> [Required work]:
Rewrite the part of the items that opens with the line containing "green stem shown in the photo above." and runs through the last line of the items, keeping every line and shifting each coordinate pair by adding 97 to both numbers.

— BEGIN —

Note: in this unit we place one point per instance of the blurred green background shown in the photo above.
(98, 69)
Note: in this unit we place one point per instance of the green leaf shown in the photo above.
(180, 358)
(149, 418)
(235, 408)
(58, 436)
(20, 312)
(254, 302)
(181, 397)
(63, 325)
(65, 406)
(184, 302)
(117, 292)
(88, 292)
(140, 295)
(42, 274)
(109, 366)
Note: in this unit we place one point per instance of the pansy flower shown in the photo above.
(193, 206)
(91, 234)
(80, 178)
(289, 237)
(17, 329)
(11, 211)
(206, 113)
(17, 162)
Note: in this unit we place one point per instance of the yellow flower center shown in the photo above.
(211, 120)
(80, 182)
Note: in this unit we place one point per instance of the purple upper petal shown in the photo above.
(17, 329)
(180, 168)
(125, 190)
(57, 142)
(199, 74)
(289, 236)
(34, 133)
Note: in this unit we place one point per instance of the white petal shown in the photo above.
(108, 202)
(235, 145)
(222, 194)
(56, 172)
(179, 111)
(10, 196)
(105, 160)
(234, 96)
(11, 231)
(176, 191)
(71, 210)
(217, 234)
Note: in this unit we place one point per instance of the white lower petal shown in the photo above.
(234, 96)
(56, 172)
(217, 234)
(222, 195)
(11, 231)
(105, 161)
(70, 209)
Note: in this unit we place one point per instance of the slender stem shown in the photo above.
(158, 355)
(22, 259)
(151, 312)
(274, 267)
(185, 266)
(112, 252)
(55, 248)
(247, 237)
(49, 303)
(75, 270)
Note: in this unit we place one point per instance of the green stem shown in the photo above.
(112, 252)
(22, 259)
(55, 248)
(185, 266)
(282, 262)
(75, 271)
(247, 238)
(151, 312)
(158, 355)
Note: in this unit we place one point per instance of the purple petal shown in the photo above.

— END —

> [Final answer]:
Note: in this unit we place one point per instance of the green stem shown in the photo above.
(209, 349)
(119, 356)
(152, 345)
(282, 363)
(379, 359)
(172, 368)
(344, 335)
(248, 409)
(255, 452)
Note: in this unit we place one point per instance of the purple petal shown in the photo above.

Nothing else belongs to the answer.